- _GIVEN INSTRUCTION_:
Can you rewrite every item below, putting "Short question" in place of "Quick question" and leaving everything else unchanged?

- _DATA PROVIDED_:
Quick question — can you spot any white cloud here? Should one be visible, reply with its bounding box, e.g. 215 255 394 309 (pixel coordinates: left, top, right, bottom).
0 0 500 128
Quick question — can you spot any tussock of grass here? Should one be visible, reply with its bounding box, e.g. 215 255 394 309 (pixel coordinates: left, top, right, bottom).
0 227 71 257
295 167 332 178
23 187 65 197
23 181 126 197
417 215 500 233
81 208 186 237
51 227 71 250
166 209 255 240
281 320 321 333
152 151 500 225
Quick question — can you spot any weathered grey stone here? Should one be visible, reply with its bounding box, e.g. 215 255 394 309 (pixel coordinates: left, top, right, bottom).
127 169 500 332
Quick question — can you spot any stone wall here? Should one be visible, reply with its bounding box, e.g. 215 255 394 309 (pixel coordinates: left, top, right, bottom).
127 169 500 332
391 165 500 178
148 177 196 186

- _REPLY TO THE EXERCISE_:
Short question — can you spot any white cloud here? Should one be visible, reply with its bounding box, e.g. 215 255 394 309 (pixel coordinates: left, top, right, bottom).
0 0 500 128
Short question — can you spot any tussock of grass here? Should one be visible, reply with its bounding box, e.g. 215 255 394 309 (pixel coordinates: left, top, right, bottom).
0 227 71 257
295 167 332 178
23 187 65 197
23 181 126 197
417 215 500 233
81 208 186 237
51 227 71 250
166 209 255 240
281 320 321 333
152 151 500 225
Short question — can you spot any weathered grey stone here? Should one be visible, reply with its bounding box, e.g. 215 255 394 309 (pixel coordinates: left, top, right, bottom).
127 169 500 332
Short question — can you spot any stone wall here? Should one be visible, reply with its bounding box, e.g. 215 255 394 309 (pixel coordinates: left, top, right, bottom).
127 169 500 332
391 165 500 178
148 177 196 186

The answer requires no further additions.